++++ SUPPLIED INFORMATION ++++

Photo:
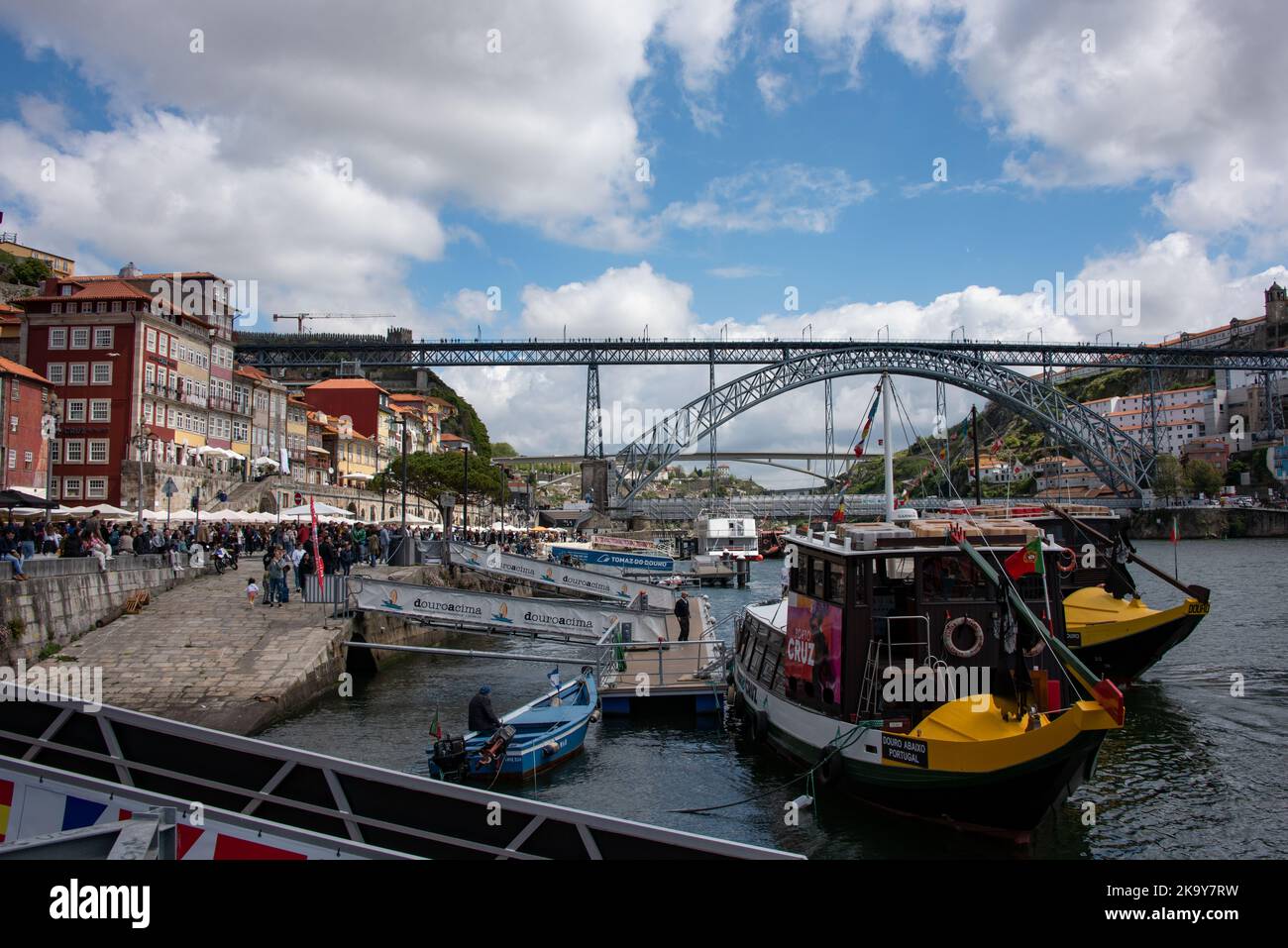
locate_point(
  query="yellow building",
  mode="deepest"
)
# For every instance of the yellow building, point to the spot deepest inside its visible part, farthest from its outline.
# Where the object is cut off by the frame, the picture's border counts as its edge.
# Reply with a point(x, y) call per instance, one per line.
point(58, 265)
point(353, 456)
point(297, 437)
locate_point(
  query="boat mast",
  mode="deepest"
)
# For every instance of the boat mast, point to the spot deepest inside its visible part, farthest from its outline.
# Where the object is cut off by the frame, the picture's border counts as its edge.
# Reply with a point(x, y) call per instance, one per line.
point(889, 449)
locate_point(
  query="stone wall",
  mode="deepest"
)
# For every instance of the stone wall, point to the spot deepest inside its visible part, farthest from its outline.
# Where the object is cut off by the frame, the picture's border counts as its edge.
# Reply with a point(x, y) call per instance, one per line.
point(1210, 523)
point(65, 597)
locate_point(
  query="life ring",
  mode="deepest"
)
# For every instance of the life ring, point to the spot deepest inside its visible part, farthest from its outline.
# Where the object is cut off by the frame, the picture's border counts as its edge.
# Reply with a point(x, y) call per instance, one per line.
point(831, 767)
point(1072, 562)
point(951, 629)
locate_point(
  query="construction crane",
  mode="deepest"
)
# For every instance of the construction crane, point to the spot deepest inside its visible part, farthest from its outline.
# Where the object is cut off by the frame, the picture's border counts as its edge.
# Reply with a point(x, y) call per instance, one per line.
point(300, 317)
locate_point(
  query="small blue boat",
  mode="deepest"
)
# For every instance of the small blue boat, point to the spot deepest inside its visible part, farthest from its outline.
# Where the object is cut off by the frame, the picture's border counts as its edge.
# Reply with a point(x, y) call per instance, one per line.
point(532, 738)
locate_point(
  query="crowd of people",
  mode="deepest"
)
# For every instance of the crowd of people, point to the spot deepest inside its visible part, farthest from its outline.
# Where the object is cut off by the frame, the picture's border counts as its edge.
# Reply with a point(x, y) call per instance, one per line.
point(340, 545)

++++

Quote each record exactly as it stands, minus the pictures.

__ANSWER SPACE__
Photo:
locate_point(
  query="yellow building",
  mode="deepest"
)
# For every instance of the yellow building, point to the spot deepest inside its visible part, farthest from its outline.
# Where the object is cut off by the frame, the picture's border counts as its edge.
# Reply with a point(x, y) call per instance, one per line.
point(58, 265)
point(353, 456)
point(297, 437)
locate_point(
  query="boat mast",
  mode="deepest"
)
# For every instance of the boat mast, point to the spot deepest inside its visible part, farthest from its outline.
# Where the object is cut off by the frame, the picture's border counts as its edge.
# Reply with a point(x, y) call per instance, one per line.
point(889, 449)
locate_point(
  query="stone wall",
  mode="deepest"
)
# For every instance of the stone wall, point to the spot deepest inside its visible part, farthest from its outline.
# Where the object is cut off by the frame, the picture's border counts as its edge.
# Reply with a point(x, y) call per instance, one per line.
point(1210, 523)
point(65, 597)
locate_point(
  query="life ring",
  mode="deepest"
)
# For every instance of the life ring, point to the spot deepest inside its visible part, farthest from its outline.
# Where the object is cut off by the frame, the picture's border counts as its edge.
# Reply with a point(x, y) call per instance, one per line.
point(831, 767)
point(1072, 562)
point(951, 629)
locate_point(
  query="construction crane",
  mode="deepest"
)
# For every instance of the construction crane, point to the spot deepest inside its visible part, farthest from its outline.
# Where the object is cut off by the frame, the picture's border counts as its edge.
# Reply with a point(x, y) call per instance, one per line.
point(300, 317)
locate_point(
  query="small blue boat",
  mode="deepest"
)
# For every instance of the small blue boat, point to the spot deepest inside its visible part, farthest from its outline.
# Where the object is cut off by the frame, the picture's border counts as its edge.
# Reply with a point(x, y) call per instance, one per line.
point(532, 738)
locate_point(
  query="crowd of people",
  mode="deepest"
)
# For every instance of the crowd of people, point to the spot deepest inside its visible part, farthest from its outline.
# Where the object is cut off by the frame, the picture's border counts as its edge.
# Reply with a point(x, y) call per instance, one per line.
point(340, 545)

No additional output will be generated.